BEGIN Document segment

Review By Brian Scott Lipton

 

As with so many of City Center Encores!’ offerings over its past three decades, “High Button Shoes” is likely to lead to the whole “They don’t write them the way they used to/That’s just fine” conversation among many audience members. Indeed, our tastes in musicals have evolved so much over the past 70 years, it can be a little hard to understand why this 1947 romp ran for nearly two years. Still, that’s not to say there aren’t enough enjoyable moments in John Rando’s production to merit a visit if you keep your expectations in check.

The show’s featherweight plot revolves around Harrison Floy (Michael Urie), an amoral con artist who returns to his hometown of New Brunswick in 1913 with his slightly dimwitted partner Mr. Pontdue (a delightful if underused Kevin Chamberlain) to fleece the residents out of their savings. His main target is the Longstreet Family, especially once he learns that they have a sizable piece of land he can sell, and he puts on all his considerable charms to convince both the town and the family of his sincerity.

 

Kevin Chamberlin, Michael Urie

 

One of the biggest curiosities of the show is that Floy doesn’t do much of the singing. The role was created by the great Phil Silvers, who wasn’t exactly known for his mellifluous voice, and has now been handed to Urie, who once again proves to be a brilliant and inventive comic (often making the most of librettist Stephen Longstreet’s hoariest bits) and a passable singer. Without Urie as the center, almost nothing here would hold at all.

The big exception, of course, is the so-called “Bathing Beauty Ballet,” an early masterpiece by the show’s original choreographer Jerome Robbins (and restaged here by Sarah O’Gleby, who does fine work throughout) that combines slamming door farce, Mack Sennett’s Keystone Kops, and lots of hilarious physical business. The cast (including Urie) executes the second-act number beautifully, earning a well-deserved ovation.

END Document segment
BEGIN Information given

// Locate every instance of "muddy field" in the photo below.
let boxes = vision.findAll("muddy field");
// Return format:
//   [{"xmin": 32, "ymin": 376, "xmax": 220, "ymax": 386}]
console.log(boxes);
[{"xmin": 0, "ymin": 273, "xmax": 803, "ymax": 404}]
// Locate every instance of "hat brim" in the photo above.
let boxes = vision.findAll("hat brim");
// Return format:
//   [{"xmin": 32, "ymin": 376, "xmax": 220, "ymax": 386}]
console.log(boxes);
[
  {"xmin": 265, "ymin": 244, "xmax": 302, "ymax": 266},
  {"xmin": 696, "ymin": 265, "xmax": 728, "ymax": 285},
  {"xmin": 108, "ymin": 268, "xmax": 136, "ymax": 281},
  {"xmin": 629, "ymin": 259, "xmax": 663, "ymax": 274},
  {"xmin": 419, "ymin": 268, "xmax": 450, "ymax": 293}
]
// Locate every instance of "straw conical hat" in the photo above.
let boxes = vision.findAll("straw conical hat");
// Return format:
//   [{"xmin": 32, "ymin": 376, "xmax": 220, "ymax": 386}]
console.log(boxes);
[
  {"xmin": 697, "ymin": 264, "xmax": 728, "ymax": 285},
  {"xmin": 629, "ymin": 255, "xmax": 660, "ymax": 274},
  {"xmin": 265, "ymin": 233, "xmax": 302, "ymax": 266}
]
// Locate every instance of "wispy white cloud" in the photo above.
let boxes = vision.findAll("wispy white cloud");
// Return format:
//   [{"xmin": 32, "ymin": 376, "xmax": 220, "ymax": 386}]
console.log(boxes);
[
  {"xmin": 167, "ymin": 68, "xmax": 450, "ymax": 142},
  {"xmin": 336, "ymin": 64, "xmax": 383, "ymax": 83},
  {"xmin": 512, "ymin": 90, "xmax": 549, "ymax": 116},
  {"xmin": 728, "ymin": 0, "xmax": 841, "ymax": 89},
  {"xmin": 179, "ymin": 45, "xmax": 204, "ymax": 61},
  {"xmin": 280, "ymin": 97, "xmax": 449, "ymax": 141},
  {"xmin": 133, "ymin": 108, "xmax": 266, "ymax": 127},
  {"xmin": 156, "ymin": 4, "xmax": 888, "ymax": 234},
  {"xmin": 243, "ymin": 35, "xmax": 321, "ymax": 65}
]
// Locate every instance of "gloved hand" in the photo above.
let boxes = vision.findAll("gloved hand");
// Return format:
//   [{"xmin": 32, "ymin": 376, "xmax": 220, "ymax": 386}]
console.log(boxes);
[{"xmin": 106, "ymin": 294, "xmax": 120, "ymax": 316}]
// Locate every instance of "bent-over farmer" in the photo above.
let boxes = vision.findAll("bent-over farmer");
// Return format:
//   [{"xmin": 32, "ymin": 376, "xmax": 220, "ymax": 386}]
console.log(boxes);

END Information given

• Exercise set:
**A.** In the review of "High Button Shoes," who plays the con artist Harrison Floy?
**B.** According to the review of "High Button Shoes," what does the "Bathing Beauty Ballet" combine? List every element the review names.
**C.** Continue the review of "High Button Shoes" from its last sentence.
The listing has no connection to the review of "High Button Shoes."

• Responses by task:
**A.** Michael Urie

**B.** Slamming door farce, Mack Sennett's Keystone Kops, and lots of hilarious physical business.

**C.**
 

Betsy Wolfe, Chester Gregory

 

As for the score, composer Jule Styne and lyricist Sammy Cahn expended all their efforts on numbers for the show’s secondary characters. The most successful of them, the infectious polka-flavored “Papa, Won’t You Dance with Me,” and “I Still Get Jealous” belong to the young Longstreet parents, Sara and Henry, who are played with extreme charm and grace by Betsy Wolfe and Chester Gregory. It’s certainly possible you may leave City Center humming those tunes.

Elsewhere, however, the team’s work is less-than stellar; there are a couple of extremely forgettable love duets for Sara’s younger sister Fran (a lovely Carla Duren) and hunky football star Oggie (the physically and vocally attractive Marc Koeck), an amusing comic tango well executed by Matt Loehr and Mylinda Hull, and a handful of pointless group numbers that seem like little more than mere padding, all made to sound a bit better than they are by Rob Berman and the Encores! orchestra.

In the long run, “High Button Shoes” won’t go down as a high mark in the history of musical theater — or even Encores! presentations – but I was happy to have a chance to see it.